Dataset rows:
---*---
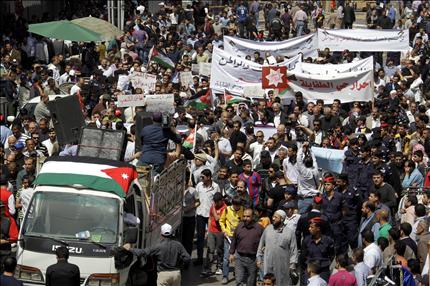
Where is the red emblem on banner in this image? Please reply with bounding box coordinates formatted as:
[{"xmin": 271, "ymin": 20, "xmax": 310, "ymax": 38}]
[{"xmin": 261, "ymin": 66, "xmax": 288, "ymax": 89}]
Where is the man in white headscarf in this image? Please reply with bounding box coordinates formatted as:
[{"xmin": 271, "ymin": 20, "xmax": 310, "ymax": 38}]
[{"xmin": 257, "ymin": 210, "xmax": 298, "ymax": 285}]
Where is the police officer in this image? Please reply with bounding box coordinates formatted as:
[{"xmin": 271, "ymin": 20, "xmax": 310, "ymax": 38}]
[
  {"xmin": 123, "ymin": 223, "xmax": 191, "ymax": 286},
  {"xmin": 354, "ymin": 143, "xmax": 373, "ymax": 200},
  {"xmin": 300, "ymin": 217, "xmax": 335, "ymax": 285},
  {"xmin": 372, "ymin": 151, "xmax": 402, "ymax": 195},
  {"xmin": 296, "ymin": 196, "xmax": 330, "ymax": 249},
  {"xmin": 336, "ymin": 174, "xmax": 362, "ymax": 249},
  {"xmin": 322, "ymin": 174, "xmax": 347, "ymax": 254},
  {"xmin": 342, "ymin": 138, "xmax": 360, "ymax": 190}
]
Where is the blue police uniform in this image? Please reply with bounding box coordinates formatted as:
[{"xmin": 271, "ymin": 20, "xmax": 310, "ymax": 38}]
[
  {"xmin": 322, "ymin": 191, "xmax": 347, "ymax": 254},
  {"xmin": 339, "ymin": 189, "xmax": 362, "ymax": 249}
]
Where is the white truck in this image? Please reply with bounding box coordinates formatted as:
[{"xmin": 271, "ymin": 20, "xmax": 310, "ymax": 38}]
[{"xmin": 15, "ymin": 157, "xmax": 186, "ymax": 286}]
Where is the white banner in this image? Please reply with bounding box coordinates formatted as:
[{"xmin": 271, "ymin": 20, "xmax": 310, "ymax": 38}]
[
  {"xmin": 145, "ymin": 93, "xmax": 175, "ymax": 113},
  {"xmin": 224, "ymin": 33, "xmax": 318, "ymax": 58},
  {"xmin": 116, "ymin": 94, "xmax": 145, "ymax": 107},
  {"xmin": 129, "ymin": 72, "xmax": 157, "ymax": 93},
  {"xmin": 288, "ymin": 70, "xmax": 373, "ymax": 104},
  {"xmin": 294, "ymin": 57, "xmax": 373, "ymax": 75},
  {"xmin": 316, "ymin": 29, "xmax": 410, "ymax": 52},
  {"xmin": 210, "ymin": 48, "xmax": 301, "ymax": 95}
]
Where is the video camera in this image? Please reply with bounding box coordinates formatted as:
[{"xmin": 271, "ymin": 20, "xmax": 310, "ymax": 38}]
[{"xmin": 161, "ymin": 113, "xmax": 172, "ymax": 128}]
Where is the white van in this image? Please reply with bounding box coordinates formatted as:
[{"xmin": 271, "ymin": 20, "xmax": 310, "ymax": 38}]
[{"xmin": 15, "ymin": 157, "xmax": 186, "ymax": 286}]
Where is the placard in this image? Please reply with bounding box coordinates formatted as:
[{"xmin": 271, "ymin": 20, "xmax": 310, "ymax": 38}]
[
  {"xmin": 130, "ymin": 72, "xmax": 157, "ymax": 92},
  {"xmin": 116, "ymin": 94, "xmax": 145, "ymax": 107},
  {"xmin": 129, "ymin": 72, "xmax": 143, "ymax": 88},
  {"xmin": 179, "ymin": 72, "xmax": 193, "ymax": 87},
  {"xmin": 199, "ymin": 63, "xmax": 211, "ymax": 76},
  {"xmin": 116, "ymin": 74, "xmax": 130, "ymax": 91},
  {"xmin": 191, "ymin": 64, "xmax": 200, "ymax": 74},
  {"xmin": 243, "ymin": 85, "xmax": 265, "ymax": 98},
  {"xmin": 145, "ymin": 93, "xmax": 175, "ymax": 113}
]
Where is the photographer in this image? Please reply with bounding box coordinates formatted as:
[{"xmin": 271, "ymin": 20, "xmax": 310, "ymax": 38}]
[
  {"xmin": 297, "ymin": 141, "xmax": 320, "ymax": 214},
  {"xmin": 138, "ymin": 112, "xmax": 181, "ymax": 173}
]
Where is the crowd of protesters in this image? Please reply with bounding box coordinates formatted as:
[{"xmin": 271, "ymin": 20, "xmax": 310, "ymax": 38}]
[{"xmin": 0, "ymin": 0, "xmax": 430, "ymax": 285}]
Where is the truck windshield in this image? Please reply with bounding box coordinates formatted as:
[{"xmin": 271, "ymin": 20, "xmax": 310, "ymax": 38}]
[{"xmin": 22, "ymin": 192, "xmax": 119, "ymax": 243}]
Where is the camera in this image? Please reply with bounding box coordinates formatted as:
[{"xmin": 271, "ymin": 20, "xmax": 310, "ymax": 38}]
[{"xmin": 161, "ymin": 113, "xmax": 171, "ymax": 128}]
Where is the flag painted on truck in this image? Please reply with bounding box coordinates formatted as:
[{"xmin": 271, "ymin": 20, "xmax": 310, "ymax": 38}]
[{"xmin": 35, "ymin": 157, "xmax": 137, "ymax": 197}]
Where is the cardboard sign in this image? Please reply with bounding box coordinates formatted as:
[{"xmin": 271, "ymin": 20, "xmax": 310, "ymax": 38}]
[
  {"xmin": 243, "ymin": 85, "xmax": 265, "ymax": 98},
  {"xmin": 199, "ymin": 63, "xmax": 211, "ymax": 76},
  {"xmin": 191, "ymin": 64, "xmax": 200, "ymax": 74},
  {"xmin": 146, "ymin": 93, "xmax": 175, "ymax": 114},
  {"xmin": 116, "ymin": 74, "xmax": 130, "ymax": 91},
  {"xmin": 116, "ymin": 94, "xmax": 145, "ymax": 107},
  {"xmin": 130, "ymin": 73, "xmax": 157, "ymax": 92},
  {"xmin": 261, "ymin": 66, "xmax": 288, "ymax": 89},
  {"xmin": 179, "ymin": 72, "xmax": 193, "ymax": 87}
]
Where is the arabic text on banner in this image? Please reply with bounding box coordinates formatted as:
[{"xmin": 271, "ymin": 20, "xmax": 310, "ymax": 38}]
[
  {"xmin": 146, "ymin": 93, "xmax": 175, "ymax": 113},
  {"xmin": 224, "ymin": 33, "xmax": 318, "ymax": 58},
  {"xmin": 318, "ymin": 29, "xmax": 410, "ymax": 52},
  {"xmin": 210, "ymin": 48, "xmax": 301, "ymax": 95},
  {"xmin": 117, "ymin": 94, "xmax": 145, "ymax": 107}
]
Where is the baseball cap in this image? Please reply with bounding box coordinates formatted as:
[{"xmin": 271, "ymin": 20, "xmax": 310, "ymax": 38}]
[
  {"xmin": 161, "ymin": 223, "xmax": 172, "ymax": 236},
  {"xmin": 13, "ymin": 141, "xmax": 24, "ymax": 149},
  {"xmin": 284, "ymin": 185, "xmax": 297, "ymax": 196},
  {"xmin": 152, "ymin": 112, "xmax": 163, "ymax": 122},
  {"xmin": 194, "ymin": 153, "xmax": 207, "ymax": 163}
]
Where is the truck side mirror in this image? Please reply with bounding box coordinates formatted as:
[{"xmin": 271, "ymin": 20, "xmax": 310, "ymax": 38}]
[{"xmin": 124, "ymin": 227, "xmax": 138, "ymax": 244}]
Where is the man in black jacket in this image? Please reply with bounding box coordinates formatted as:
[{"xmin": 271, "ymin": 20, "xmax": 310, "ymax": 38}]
[{"xmin": 46, "ymin": 246, "xmax": 80, "ymax": 286}]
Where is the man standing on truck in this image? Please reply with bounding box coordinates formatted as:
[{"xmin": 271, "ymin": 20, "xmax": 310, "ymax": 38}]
[
  {"xmin": 123, "ymin": 223, "xmax": 191, "ymax": 286},
  {"xmin": 139, "ymin": 112, "xmax": 181, "ymax": 173}
]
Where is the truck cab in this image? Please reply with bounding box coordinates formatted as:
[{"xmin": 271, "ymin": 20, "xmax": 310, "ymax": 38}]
[{"xmin": 15, "ymin": 157, "xmax": 185, "ymax": 286}]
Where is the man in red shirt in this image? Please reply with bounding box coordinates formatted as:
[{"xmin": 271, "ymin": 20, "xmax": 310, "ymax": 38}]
[{"xmin": 202, "ymin": 193, "xmax": 227, "ymax": 276}]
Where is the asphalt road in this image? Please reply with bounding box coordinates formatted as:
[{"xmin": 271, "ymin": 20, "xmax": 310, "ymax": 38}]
[{"xmin": 182, "ymin": 249, "xmax": 236, "ymax": 286}]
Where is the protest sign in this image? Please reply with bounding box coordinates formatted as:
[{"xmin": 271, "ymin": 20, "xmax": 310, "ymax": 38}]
[
  {"xmin": 145, "ymin": 93, "xmax": 175, "ymax": 113},
  {"xmin": 243, "ymin": 85, "xmax": 264, "ymax": 98},
  {"xmin": 312, "ymin": 147, "xmax": 345, "ymax": 174},
  {"xmin": 191, "ymin": 64, "xmax": 200, "ymax": 74},
  {"xmin": 116, "ymin": 74, "xmax": 130, "ymax": 91},
  {"xmin": 129, "ymin": 72, "xmax": 157, "ymax": 92},
  {"xmin": 288, "ymin": 70, "xmax": 374, "ymax": 104},
  {"xmin": 199, "ymin": 63, "xmax": 211, "ymax": 76},
  {"xmin": 116, "ymin": 94, "xmax": 145, "ymax": 107},
  {"xmin": 210, "ymin": 48, "xmax": 301, "ymax": 97}
]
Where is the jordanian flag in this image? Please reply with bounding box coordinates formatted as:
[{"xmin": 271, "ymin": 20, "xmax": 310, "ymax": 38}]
[
  {"xmin": 35, "ymin": 157, "xmax": 137, "ymax": 197},
  {"xmin": 149, "ymin": 47, "xmax": 175, "ymax": 69},
  {"xmin": 188, "ymin": 88, "xmax": 212, "ymax": 110},
  {"xmin": 279, "ymin": 86, "xmax": 293, "ymax": 97},
  {"xmin": 224, "ymin": 89, "xmax": 248, "ymax": 104},
  {"xmin": 182, "ymin": 128, "xmax": 196, "ymax": 150}
]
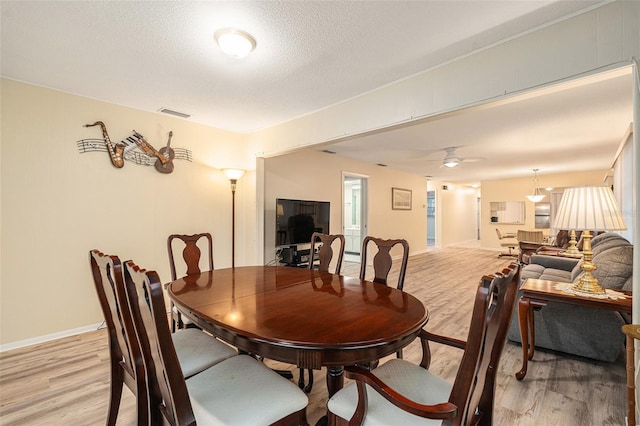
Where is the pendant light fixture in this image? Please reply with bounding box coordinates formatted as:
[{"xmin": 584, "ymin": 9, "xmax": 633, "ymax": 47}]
[{"xmin": 527, "ymin": 169, "xmax": 544, "ymax": 203}]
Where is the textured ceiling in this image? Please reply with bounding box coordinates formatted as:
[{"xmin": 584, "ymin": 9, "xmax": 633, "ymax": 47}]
[
  {"xmin": 0, "ymin": 0, "xmax": 595, "ymax": 132},
  {"xmin": 0, "ymin": 0, "xmax": 631, "ymax": 181}
]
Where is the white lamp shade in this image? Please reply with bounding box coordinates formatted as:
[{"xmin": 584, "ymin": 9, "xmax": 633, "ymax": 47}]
[
  {"xmin": 222, "ymin": 169, "xmax": 244, "ymax": 180},
  {"xmin": 553, "ymin": 186, "xmax": 627, "ymax": 231}
]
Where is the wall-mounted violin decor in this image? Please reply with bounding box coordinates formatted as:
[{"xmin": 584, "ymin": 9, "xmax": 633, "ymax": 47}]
[{"xmin": 76, "ymin": 121, "xmax": 192, "ymax": 173}]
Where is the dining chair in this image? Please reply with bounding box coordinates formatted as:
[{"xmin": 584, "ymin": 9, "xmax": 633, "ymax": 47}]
[
  {"xmin": 328, "ymin": 263, "xmax": 519, "ymax": 426},
  {"xmin": 89, "ymin": 250, "xmax": 237, "ymax": 425},
  {"xmin": 124, "ymin": 261, "xmax": 308, "ymax": 426},
  {"xmin": 309, "ymin": 232, "xmax": 345, "ymax": 274},
  {"xmin": 360, "ymin": 236, "xmax": 409, "ymax": 367},
  {"xmin": 89, "ymin": 250, "xmax": 148, "ymax": 426},
  {"xmin": 167, "ymin": 232, "xmax": 213, "ymax": 332},
  {"xmin": 360, "ymin": 236, "xmax": 409, "ymax": 290},
  {"xmin": 298, "ymin": 232, "xmax": 345, "ymax": 393}
]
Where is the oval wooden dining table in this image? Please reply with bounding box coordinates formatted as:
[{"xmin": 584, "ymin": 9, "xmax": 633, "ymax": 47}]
[{"xmin": 168, "ymin": 266, "xmax": 429, "ymax": 396}]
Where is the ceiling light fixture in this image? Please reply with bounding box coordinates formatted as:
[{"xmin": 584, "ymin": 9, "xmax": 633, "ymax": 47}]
[
  {"xmin": 213, "ymin": 28, "xmax": 256, "ymax": 58},
  {"xmin": 442, "ymin": 146, "xmax": 460, "ymax": 168},
  {"xmin": 442, "ymin": 157, "xmax": 460, "ymax": 168},
  {"xmin": 527, "ymin": 169, "xmax": 544, "ymax": 203}
]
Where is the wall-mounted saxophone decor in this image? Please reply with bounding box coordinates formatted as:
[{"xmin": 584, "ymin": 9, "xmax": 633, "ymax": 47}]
[{"xmin": 76, "ymin": 121, "xmax": 192, "ymax": 173}]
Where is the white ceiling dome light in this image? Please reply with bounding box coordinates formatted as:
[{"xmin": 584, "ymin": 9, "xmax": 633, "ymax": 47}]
[
  {"xmin": 213, "ymin": 28, "xmax": 256, "ymax": 58},
  {"xmin": 442, "ymin": 146, "xmax": 460, "ymax": 168}
]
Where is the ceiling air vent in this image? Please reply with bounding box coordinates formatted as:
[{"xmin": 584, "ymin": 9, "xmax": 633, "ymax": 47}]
[{"xmin": 160, "ymin": 108, "xmax": 191, "ymax": 118}]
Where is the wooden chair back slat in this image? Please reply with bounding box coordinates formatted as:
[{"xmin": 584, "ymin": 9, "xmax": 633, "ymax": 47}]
[
  {"xmin": 89, "ymin": 250, "xmax": 147, "ymax": 425},
  {"xmin": 124, "ymin": 261, "xmax": 195, "ymax": 426},
  {"xmin": 360, "ymin": 236, "xmax": 409, "ymax": 290},
  {"xmin": 167, "ymin": 232, "xmax": 213, "ymax": 280},
  {"xmin": 309, "ymin": 232, "xmax": 345, "ymax": 274}
]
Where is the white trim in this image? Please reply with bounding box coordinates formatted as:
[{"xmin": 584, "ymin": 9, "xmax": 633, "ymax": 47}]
[{"xmin": 0, "ymin": 322, "xmax": 103, "ymax": 352}]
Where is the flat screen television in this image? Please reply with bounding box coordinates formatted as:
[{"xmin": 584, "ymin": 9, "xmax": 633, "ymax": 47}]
[{"xmin": 276, "ymin": 198, "xmax": 330, "ymax": 246}]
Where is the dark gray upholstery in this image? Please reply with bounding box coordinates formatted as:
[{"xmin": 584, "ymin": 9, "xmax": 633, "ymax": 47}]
[{"xmin": 507, "ymin": 232, "xmax": 633, "ymax": 362}]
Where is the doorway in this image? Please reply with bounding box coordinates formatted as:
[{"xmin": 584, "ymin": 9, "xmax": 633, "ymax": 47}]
[
  {"xmin": 427, "ymin": 191, "xmax": 436, "ymax": 247},
  {"xmin": 342, "ymin": 173, "xmax": 368, "ymax": 262}
]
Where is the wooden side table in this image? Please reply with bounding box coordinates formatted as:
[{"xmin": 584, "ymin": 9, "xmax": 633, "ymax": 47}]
[
  {"xmin": 516, "ymin": 278, "xmax": 632, "ymax": 380},
  {"xmin": 622, "ymin": 324, "xmax": 640, "ymax": 426}
]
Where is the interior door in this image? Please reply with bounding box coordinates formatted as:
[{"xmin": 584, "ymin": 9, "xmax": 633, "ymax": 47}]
[{"xmin": 342, "ymin": 173, "xmax": 368, "ymax": 261}]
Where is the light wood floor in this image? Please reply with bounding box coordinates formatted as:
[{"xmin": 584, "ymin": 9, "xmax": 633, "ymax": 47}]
[{"xmin": 0, "ymin": 248, "xmax": 626, "ymax": 426}]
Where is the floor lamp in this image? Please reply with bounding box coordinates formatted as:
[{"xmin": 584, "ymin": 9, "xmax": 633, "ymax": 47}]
[{"xmin": 222, "ymin": 169, "xmax": 244, "ymax": 268}]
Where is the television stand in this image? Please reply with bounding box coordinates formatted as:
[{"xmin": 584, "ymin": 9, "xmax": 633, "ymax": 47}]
[{"xmin": 276, "ymin": 244, "xmax": 318, "ymax": 268}]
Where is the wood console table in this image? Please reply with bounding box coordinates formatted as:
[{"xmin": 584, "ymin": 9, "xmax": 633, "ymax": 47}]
[{"xmin": 516, "ymin": 279, "xmax": 632, "ymax": 380}]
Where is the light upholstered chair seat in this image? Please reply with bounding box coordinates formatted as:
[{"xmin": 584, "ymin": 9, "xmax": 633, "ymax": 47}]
[
  {"xmin": 171, "ymin": 305, "xmax": 193, "ymax": 327},
  {"xmin": 171, "ymin": 328, "xmax": 238, "ymax": 378},
  {"xmin": 187, "ymin": 355, "xmax": 308, "ymax": 426},
  {"xmin": 328, "ymin": 359, "xmax": 452, "ymax": 426}
]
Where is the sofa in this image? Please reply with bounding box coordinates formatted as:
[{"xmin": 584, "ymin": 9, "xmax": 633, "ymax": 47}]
[
  {"xmin": 518, "ymin": 229, "xmax": 582, "ymax": 264},
  {"xmin": 507, "ymin": 232, "xmax": 633, "ymax": 362}
]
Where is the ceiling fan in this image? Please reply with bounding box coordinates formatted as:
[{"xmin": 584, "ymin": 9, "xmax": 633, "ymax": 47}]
[{"xmin": 428, "ymin": 146, "xmax": 484, "ymax": 168}]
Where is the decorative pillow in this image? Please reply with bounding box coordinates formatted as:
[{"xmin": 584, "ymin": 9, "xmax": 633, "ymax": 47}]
[
  {"xmin": 591, "ymin": 232, "xmax": 631, "ymax": 259},
  {"xmin": 593, "ymin": 244, "xmax": 633, "ymax": 290}
]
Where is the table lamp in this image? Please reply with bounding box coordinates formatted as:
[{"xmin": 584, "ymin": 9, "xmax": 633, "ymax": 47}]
[{"xmin": 553, "ymin": 186, "xmax": 627, "ymax": 294}]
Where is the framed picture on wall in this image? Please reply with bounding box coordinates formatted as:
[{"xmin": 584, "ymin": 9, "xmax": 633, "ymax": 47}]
[{"xmin": 391, "ymin": 188, "xmax": 411, "ymax": 210}]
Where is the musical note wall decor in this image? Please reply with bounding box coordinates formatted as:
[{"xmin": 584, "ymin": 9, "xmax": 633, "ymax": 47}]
[{"xmin": 76, "ymin": 121, "xmax": 193, "ymax": 173}]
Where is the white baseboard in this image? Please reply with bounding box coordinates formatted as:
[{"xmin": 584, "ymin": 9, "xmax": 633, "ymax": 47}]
[{"xmin": 0, "ymin": 322, "xmax": 103, "ymax": 352}]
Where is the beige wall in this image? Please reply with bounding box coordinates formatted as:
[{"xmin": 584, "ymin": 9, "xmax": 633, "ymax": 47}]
[
  {"xmin": 480, "ymin": 170, "xmax": 607, "ymax": 248},
  {"xmin": 264, "ymin": 150, "xmax": 427, "ymax": 263},
  {"xmin": 0, "ymin": 79, "xmax": 249, "ymax": 345},
  {"xmin": 428, "ymin": 181, "xmax": 480, "ymax": 247}
]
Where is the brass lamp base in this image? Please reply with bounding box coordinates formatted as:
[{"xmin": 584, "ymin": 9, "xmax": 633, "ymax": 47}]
[
  {"xmin": 564, "ymin": 229, "xmax": 582, "ymax": 257},
  {"xmin": 571, "ymin": 230, "xmax": 606, "ymax": 294},
  {"xmin": 571, "ymin": 272, "xmax": 606, "ymax": 294}
]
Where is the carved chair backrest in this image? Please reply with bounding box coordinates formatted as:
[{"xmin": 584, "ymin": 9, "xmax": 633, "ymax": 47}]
[
  {"xmin": 309, "ymin": 232, "xmax": 344, "ymax": 274},
  {"xmin": 516, "ymin": 229, "xmax": 544, "ymax": 244},
  {"xmin": 449, "ymin": 263, "xmax": 519, "ymax": 425},
  {"xmin": 124, "ymin": 261, "xmax": 195, "ymax": 426},
  {"xmin": 89, "ymin": 250, "xmax": 147, "ymax": 423},
  {"xmin": 360, "ymin": 236, "xmax": 409, "ymax": 290},
  {"xmin": 167, "ymin": 233, "xmax": 213, "ymax": 280}
]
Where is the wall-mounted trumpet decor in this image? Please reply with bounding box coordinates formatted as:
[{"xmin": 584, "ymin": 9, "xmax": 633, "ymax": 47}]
[{"xmin": 76, "ymin": 121, "xmax": 192, "ymax": 173}]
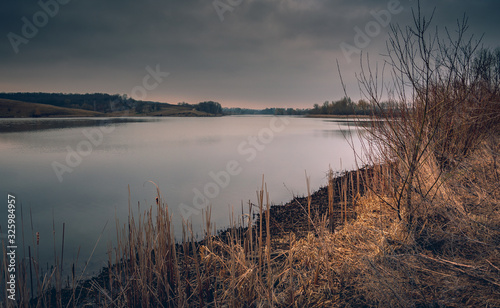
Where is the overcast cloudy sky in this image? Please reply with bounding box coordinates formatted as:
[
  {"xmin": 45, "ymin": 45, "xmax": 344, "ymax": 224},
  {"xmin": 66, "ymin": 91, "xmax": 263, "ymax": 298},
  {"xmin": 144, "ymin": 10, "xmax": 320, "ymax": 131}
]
[{"xmin": 0, "ymin": 0, "xmax": 500, "ymax": 108}]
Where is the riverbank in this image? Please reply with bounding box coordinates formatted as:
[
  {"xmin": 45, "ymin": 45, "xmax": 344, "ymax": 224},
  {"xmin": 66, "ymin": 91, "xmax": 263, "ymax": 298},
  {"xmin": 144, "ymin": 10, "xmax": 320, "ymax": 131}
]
[
  {"xmin": 10, "ymin": 130, "xmax": 500, "ymax": 307},
  {"xmin": 45, "ymin": 136, "xmax": 500, "ymax": 307}
]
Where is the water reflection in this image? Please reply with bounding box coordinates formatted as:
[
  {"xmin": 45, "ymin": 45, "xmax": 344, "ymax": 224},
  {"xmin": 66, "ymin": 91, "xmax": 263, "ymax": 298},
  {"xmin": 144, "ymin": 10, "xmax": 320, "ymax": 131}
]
[{"xmin": 0, "ymin": 116, "xmax": 362, "ymax": 271}]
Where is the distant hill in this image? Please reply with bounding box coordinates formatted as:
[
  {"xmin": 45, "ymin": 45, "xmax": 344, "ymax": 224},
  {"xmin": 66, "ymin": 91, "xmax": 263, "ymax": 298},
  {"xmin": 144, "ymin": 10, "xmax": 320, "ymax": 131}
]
[
  {"xmin": 0, "ymin": 92, "xmax": 222, "ymax": 117},
  {"xmin": 0, "ymin": 98, "xmax": 103, "ymax": 118}
]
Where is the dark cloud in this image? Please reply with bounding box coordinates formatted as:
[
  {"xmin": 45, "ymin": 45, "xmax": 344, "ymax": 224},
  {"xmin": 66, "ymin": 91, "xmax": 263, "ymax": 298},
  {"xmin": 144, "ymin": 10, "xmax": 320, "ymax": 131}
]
[{"xmin": 0, "ymin": 0, "xmax": 500, "ymax": 107}]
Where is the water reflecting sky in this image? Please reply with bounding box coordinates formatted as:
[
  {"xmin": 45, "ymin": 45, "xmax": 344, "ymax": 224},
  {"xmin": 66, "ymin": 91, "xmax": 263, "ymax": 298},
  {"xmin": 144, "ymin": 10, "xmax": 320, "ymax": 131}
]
[{"xmin": 0, "ymin": 116, "xmax": 357, "ymax": 271}]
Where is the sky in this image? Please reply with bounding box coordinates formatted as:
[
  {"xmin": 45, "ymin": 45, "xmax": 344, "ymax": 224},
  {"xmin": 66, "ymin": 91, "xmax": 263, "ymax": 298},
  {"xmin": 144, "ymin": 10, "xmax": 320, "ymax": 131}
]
[{"xmin": 0, "ymin": 0, "xmax": 500, "ymax": 108}]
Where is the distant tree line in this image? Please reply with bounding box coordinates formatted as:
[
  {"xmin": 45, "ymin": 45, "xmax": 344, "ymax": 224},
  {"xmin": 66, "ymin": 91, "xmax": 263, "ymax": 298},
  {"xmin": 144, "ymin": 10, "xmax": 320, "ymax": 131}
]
---*---
Direction —
Copy the lines from the one containing "Where is the water reflecting" through the end of the records above, both included, and rescale each answer's bounding box coordinates by 1.1, rounding to whole numbers with halves going up. Leave every other line as it is, including the sample coordinates shown after each "Please reply with" line.

Response —
Where is the water reflecting sky in this image? Please reply with bounding box coordinates formatted as:
[
  {"xmin": 45, "ymin": 45, "xmax": 344, "ymax": 224},
  {"xmin": 66, "ymin": 91, "xmax": 263, "ymax": 298},
  {"xmin": 144, "ymin": 10, "xmax": 320, "ymax": 131}
]
[{"xmin": 0, "ymin": 128, "xmax": 393, "ymax": 298}]
Where is the sky in this image? Please reply with bounding box coordinates formatted as:
[
  {"xmin": 45, "ymin": 45, "xmax": 344, "ymax": 224},
  {"xmin": 66, "ymin": 91, "xmax": 263, "ymax": 298},
  {"xmin": 144, "ymin": 10, "xmax": 320, "ymax": 131}
]
[{"xmin": 0, "ymin": 0, "xmax": 550, "ymax": 119}]
Where is the distant tree line in this image? Please reply with bounding box coordinates formatted as:
[
  {"xmin": 45, "ymin": 45, "xmax": 344, "ymax": 224},
  {"xmin": 66, "ymin": 91, "xmax": 263, "ymax": 298},
  {"xmin": 144, "ymin": 10, "xmax": 320, "ymax": 131}
]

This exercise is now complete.